Set task - Retype everything in the listing, leaving each line exactly as it is.

Data for this task -
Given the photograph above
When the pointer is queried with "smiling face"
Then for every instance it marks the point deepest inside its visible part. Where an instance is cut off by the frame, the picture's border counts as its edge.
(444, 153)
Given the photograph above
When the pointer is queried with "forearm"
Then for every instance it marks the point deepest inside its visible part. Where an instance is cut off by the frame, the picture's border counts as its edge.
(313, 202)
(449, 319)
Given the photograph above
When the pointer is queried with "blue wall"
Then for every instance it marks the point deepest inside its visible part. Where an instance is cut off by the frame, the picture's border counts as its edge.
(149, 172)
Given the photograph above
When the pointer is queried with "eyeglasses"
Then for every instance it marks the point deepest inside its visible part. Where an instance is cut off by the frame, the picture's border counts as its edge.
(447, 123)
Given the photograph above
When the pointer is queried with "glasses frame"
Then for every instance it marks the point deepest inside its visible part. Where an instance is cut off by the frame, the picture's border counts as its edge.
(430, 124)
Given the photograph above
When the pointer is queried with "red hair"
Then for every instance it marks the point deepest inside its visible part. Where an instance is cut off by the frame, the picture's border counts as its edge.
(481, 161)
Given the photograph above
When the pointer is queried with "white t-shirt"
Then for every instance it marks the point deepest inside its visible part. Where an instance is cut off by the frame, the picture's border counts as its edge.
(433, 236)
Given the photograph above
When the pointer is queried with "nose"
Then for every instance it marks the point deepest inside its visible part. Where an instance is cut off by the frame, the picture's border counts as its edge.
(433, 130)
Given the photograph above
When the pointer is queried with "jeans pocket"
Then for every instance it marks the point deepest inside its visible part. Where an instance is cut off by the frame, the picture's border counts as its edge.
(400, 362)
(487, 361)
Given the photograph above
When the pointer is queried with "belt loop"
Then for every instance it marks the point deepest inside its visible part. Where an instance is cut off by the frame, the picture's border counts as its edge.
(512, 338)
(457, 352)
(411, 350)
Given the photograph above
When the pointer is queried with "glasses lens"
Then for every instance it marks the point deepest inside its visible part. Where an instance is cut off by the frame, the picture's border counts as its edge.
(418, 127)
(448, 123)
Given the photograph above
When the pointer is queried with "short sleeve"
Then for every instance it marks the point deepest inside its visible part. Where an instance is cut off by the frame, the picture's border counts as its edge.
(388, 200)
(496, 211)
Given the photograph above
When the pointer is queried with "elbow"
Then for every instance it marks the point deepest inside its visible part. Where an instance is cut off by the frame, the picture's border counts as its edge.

Written response -
Given the photograph above
When the pointer is queried with "smiling face"
Then for every instance it marks the point deepest inside its visible part. Where an instance is cut off by the frame, the picture's border counts as its edge.
(444, 153)
Given the photograph above
When the pointer is queried with "forearm"
Then for every instance it marks the point deepest inside its visible part. Where an instance is cut off by the frame, the picture's border counts as its edge.
(313, 202)
(449, 319)
Given the photograph above
When the pointer is queried with "blue wall"
Then for every instance it marks the point deepest inside its visible part. Where an instance is cut off by the frame, the picture's border counts as its edge.
(149, 172)
Given the photograph above
When the pointer is queried with "eyeglasses"
Then for every instance it marks the point deepest inside its visible part. Where an instance is cut off by the frame, the picture's border counts as its edge.
(447, 123)
Given the photograph above
When the pointer is queried with "glasses frame"
Then for every instance it marks the point deepest inside its visible part. Where an instance is cut off by the frame, the picture's border counts as its edge.
(430, 124)
Given the photograph above
When the pointer is queried with "red hair"
Then for every instance it marks the point deepest inside its visible part. Where an instance is cut off by the frame, the picture's border counts as its edge.
(481, 161)
Given the photograph above
When the pointer is queried with "white t-shirt"
Then for every instance it marks the point deepest inside its visible part. Where an instance is cut off by the frame, the picture's border counts as its edge.
(433, 236)
Given the photograph above
When the pointer is queried with "nose"
Then for every instance it marks the point deepest inside its visible part. Where an instance is cut off by the frame, the picture's border counts as its edge.
(433, 130)
Given the photograph above
When the pointer is queried with "jeans pocket"
Then for every instance it marks the point deepest inside its visible part. Where an instance is cut off by the frame, the picture's border counts as its edge.
(400, 362)
(487, 361)
Given the photograph above
When the pointer is queried with "belt loop"
Then for every instance it marks the point deepest inside its visible part. Where an instance is cut off by the frame, the picture's border counts as its edge.
(512, 338)
(457, 352)
(411, 350)
Given the photograph above
When the pointer is queried with "glasses lens"
Then for every instance it marks the point deepest inside its visible part. Where an instance is cut off by the frame, the picture's border counts as its edge.
(418, 127)
(448, 123)
Given the photograph above
When the pointer is queried with "short sleeve"
Then for every instance it marks the point deepest inside its visible part. Where an instance is cut off by the frame, the picture's border counts as its edge.
(388, 200)
(496, 211)
Given the photograph above
When the pointer is queried with "elbow"
Then for every instance it marks the point deepest inside its visible part. Where an instance is cut off by the frame, the picture's border counts as its edge.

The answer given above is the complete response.